→ To be done
Pick out each line in the rows below that contains the word "crowd" and copy those lines.
===== Input rows =====
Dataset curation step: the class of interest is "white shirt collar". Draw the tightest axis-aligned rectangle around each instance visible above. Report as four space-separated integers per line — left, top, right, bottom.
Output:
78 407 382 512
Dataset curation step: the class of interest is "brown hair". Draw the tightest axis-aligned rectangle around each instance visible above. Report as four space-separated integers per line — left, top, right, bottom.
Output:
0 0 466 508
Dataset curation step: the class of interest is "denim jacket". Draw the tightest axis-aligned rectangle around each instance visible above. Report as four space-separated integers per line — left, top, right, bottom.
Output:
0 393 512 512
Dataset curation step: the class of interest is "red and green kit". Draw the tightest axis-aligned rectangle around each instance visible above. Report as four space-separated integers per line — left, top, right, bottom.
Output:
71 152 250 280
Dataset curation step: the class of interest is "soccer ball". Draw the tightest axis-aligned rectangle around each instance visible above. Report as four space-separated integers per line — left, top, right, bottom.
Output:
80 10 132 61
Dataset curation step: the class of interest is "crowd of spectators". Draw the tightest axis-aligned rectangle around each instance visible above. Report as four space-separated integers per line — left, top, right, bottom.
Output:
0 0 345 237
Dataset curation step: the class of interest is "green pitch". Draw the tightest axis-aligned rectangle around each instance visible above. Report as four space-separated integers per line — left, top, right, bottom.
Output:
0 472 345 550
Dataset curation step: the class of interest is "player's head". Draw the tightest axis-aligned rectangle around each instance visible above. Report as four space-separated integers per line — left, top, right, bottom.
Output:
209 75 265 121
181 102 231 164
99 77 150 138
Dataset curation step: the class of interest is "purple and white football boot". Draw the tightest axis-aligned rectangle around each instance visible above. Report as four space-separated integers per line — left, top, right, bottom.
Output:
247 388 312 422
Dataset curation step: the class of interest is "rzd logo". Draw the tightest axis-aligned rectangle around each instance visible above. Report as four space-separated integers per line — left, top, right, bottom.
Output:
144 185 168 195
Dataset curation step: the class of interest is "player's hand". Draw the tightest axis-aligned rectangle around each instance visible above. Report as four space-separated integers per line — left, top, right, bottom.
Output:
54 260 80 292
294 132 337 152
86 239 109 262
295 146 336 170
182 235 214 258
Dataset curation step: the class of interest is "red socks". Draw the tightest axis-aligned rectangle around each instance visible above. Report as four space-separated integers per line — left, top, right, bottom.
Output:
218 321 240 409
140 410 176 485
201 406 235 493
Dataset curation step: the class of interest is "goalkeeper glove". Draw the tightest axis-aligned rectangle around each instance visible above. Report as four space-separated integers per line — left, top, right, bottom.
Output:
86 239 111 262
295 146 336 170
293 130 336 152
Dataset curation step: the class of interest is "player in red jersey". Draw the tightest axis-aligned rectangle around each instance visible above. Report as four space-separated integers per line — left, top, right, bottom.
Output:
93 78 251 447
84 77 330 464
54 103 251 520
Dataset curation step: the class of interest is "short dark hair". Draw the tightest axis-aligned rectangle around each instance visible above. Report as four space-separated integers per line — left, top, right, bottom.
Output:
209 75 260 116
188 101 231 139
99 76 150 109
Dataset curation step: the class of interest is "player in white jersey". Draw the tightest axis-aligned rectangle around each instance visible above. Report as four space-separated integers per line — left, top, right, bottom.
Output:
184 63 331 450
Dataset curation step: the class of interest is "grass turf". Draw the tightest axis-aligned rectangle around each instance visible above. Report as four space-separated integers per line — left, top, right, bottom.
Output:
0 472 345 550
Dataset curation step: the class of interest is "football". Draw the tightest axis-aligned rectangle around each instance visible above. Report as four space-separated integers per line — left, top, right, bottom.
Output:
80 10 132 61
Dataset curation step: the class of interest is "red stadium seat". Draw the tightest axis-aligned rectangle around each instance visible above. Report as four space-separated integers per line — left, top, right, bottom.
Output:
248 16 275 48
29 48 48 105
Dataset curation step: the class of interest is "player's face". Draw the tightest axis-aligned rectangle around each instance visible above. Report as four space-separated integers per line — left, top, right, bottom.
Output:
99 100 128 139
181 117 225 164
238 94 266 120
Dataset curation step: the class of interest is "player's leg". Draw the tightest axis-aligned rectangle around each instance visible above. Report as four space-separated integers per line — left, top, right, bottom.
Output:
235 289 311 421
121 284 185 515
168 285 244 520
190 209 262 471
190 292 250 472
=====
→ Problem solution
Dataset curation step: the class of interest is "crowd of spectators". Draw the tightest axis-aligned rectangle around each instance visible above. Report as four space-separated integers per line — left, top, right, bottom.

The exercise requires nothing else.